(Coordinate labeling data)
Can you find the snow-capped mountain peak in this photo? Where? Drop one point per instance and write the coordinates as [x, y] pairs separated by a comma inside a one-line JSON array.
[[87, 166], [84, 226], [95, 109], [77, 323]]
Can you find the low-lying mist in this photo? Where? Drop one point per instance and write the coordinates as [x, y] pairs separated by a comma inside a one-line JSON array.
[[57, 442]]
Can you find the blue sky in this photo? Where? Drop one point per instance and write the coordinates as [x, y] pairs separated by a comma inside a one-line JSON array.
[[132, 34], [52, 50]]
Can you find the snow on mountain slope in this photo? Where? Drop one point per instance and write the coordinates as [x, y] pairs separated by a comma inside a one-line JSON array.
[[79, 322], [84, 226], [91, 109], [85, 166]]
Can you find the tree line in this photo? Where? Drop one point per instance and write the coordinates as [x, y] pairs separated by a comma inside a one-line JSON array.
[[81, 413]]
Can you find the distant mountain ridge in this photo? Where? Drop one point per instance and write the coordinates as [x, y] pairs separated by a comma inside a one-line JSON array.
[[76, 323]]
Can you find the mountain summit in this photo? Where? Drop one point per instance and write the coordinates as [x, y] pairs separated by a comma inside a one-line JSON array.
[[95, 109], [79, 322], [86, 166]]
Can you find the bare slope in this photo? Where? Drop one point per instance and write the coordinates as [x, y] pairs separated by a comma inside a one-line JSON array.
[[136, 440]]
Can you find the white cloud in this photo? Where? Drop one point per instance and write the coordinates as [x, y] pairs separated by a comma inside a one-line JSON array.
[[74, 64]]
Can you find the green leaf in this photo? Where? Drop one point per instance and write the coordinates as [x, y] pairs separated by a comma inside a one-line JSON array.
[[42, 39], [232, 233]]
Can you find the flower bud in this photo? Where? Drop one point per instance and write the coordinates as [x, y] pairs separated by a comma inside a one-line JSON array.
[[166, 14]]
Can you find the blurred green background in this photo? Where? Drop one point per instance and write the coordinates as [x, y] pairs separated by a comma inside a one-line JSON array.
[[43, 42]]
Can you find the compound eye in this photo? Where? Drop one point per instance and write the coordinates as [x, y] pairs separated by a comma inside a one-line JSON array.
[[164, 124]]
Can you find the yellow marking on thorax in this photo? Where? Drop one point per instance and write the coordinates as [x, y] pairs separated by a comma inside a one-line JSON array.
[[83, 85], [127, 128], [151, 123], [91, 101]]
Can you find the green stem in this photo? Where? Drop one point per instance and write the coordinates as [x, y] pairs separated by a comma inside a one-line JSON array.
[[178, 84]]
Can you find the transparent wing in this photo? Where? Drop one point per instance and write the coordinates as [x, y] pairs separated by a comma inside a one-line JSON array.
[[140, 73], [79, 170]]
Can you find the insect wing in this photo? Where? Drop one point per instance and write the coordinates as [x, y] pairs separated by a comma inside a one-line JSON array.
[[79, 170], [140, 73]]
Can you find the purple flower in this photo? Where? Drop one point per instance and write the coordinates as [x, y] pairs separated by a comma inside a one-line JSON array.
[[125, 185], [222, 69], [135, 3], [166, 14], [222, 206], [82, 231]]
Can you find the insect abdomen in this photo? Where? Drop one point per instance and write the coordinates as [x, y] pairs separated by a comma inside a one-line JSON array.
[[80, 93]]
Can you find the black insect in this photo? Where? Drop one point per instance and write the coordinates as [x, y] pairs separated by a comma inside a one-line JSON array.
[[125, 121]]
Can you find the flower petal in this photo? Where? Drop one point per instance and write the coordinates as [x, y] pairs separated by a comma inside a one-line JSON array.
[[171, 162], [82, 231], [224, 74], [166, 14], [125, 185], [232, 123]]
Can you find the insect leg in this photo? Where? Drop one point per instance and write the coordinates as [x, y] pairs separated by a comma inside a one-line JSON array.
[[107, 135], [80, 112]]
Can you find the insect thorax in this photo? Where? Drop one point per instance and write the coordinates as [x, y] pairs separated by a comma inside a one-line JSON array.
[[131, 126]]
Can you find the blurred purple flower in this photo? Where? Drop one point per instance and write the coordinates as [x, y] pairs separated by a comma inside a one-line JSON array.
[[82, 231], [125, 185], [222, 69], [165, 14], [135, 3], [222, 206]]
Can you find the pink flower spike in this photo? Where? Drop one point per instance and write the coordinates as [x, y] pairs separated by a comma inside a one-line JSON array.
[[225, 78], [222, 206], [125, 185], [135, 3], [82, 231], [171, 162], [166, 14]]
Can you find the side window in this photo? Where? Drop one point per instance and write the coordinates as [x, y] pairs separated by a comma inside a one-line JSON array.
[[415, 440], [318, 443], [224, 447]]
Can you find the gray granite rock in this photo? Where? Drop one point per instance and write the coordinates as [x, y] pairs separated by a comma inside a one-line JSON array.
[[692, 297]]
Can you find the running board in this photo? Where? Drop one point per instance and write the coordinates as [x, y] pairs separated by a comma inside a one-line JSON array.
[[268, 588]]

= REQUIREMENT =
Extract every line of the records above and reproduce each one verbatim, in its original order.

= OUTPUT FOR THIS EXERCISE =
Can you find the snow-capped mountain peak in this photo? Where? Drop one point per instance and write the coordinates as [x, y] pairs separated by a comma inside a one-line JSON array.
[[87, 166], [84, 226], [95, 109], [77, 323]]
Can you find the low-lying mist in this photo? Where? Drop one point per instance and write the coordinates as [x, y] pairs separated by a comma inside a one-line JSON array.
[[57, 442]]
Can you find the blue sky in this photo? Where? Drop one point per instance and write the coordinates as [x, y] pairs separated by a comma inside a one-line JSON array.
[[132, 34], [52, 50]]
Can you find the snow on mountain slope in this photo? Where? Drop one point per instance and write the coordinates as [x, y] pairs separated by a comma inside a one-line JSON array.
[[79, 322], [84, 226], [91, 109], [85, 166]]
Can you find the tree line in this photo? Where? Drop one point per instance and write the coordinates as [x, y] pairs separated by a comma inside a one-line JSON array.
[[81, 413]]
Can you find the distant mountain ridge in this photo? Where? Drop one point per instance and write the coordinates as [x, y] pairs separated by a comma inside a one-line JSON array.
[[76, 323]]
Can you find the mountain summit in this photo? Where? Drop one point per instance and write the coordinates as [x, y] pairs separated by a comma inside a one-line JSON array.
[[95, 109], [79, 322], [86, 166]]
Can you find the bare slope in this photo? Where? Drop one point per instance and write the coordinates as [x, y] pairs separated by a comma inside a one-line JSON array.
[[136, 440]]
Can you find the white cloud in this photo? Where? Drop one point per instance and write the coordinates as [x, y] pairs separated by a comma inside a one-line JSON array.
[[74, 64]]
Can you find the green leaf in this photo? Where? Drop one point per instance and write the coordinates as [x, y] pairs separated by a comma inside a one-line JSON array.
[[42, 39], [232, 233]]
Can you find the flower bud in this photo? Where? Drop one point per instance and write the coordinates as [x, y] pairs separated by a comma inside a one-line JSON array.
[[166, 14]]
Can you find the blurred green background in this photo? Where? Drop one point per instance and write the coordinates as [x, y] pairs separated by a comma inside a one-line JSON array.
[[43, 42]]
Can you find the compound eye in this photo? Where? Drop one point per instance and write the coordinates as [x, y] pairs separated by a comma inside a one-line JSON array.
[[164, 124]]
Can you find the yellow marking on thorax in this photo? Where? Drop one point per instance and write the coordinates as [x, y] pairs separated by a comma inside a one-line JSON array.
[[83, 85], [127, 128], [151, 123], [91, 101]]
Can you find the green stem in this photo? Where? Drop one point per instance and write the coordinates as [x, y] pairs separated by a comma inside a one-line JSON array.
[[178, 84]]
Can you find the transparent wing in this photo? Where? Drop one point per instance and write the coordinates as [x, y] pairs separated by a comma inside a one-line JSON array.
[[140, 73], [79, 170]]
Can you find the insect wing in this photo? Where? Drop one point per instance and write the coordinates as [x, y] pairs separated by a comma inside a one-line JSON array.
[[79, 170], [140, 73]]
Can you find the purple flower in this photo? Where? Drop one point per instance and write the coordinates as [x, y] pairs separated by a comma inside a one-line JSON array.
[[125, 185], [222, 69], [135, 3], [166, 14], [222, 206], [82, 231]]
Can you find the insect abdomen in this photo? Where? Drop one point per instance and write the coordinates as [x, y] pairs separated by a comma inside a one-line JSON array.
[[80, 93]]
Can you find the black insect in this photo? Where? Drop one point per instance and write the coordinates as [x, y] pairs separated by a comma inside a one-line JSON array.
[[125, 121]]
Can you find the flower petal in this photo? Where? Drop one point per instance and write the coordinates as [x, y] pairs separated by a comma inside a one-line JSON array.
[[171, 162], [82, 231], [224, 74], [166, 14], [125, 185], [232, 123]]
Can you find the insect leg in this photo? Where? Drop one point per instance and write the coordinates as [x, y] pairs separated by a comma inside a one-line JSON array.
[[107, 135], [80, 112]]
Can you find the insect thorax in this photo? Where? Drop one point per instance and write the coordinates as [x, y] pairs separated by a comma inside a one-line JSON array.
[[131, 126]]
Can you find the blurred purple flower in this photo? Where? Drop one point per instance and write the coordinates as [x, y] pairs separated by a comma inside a one-line JSON array.
[[82, 231], [125, 185], [222, 69], [165, 14], [135, 3], [222, 206]]
Can you find the pink flower spike in this photo? Where? Drop one point per instance and write the coordinates as [x, y] pairs separated by a comma inside a one-line JSON array.
[[225, 78], [222, 206], [125, 185], [135, 3], [82, 231], [171, 162], [166, 14]]
Can you find the side window in this photo? Where? Drop one point per instance and write the coordinates as [x, y] pairs separated by a comma inside a one-line JSON array.
[[415, 440], [318, 443], [224, 447]]
Can you find the gray granite rock in this photo? Where? Drop one point per instance and write the coordinates as [x, y] pairs separated by a comma inside a one-line JSON array.
[[692, 297]]
Can you find the running board in this photo? Where? Drop one point per instance and write the coordinates as [x, y] pairs separated by a comma inside a one-line JSON array.
[[268, 588]]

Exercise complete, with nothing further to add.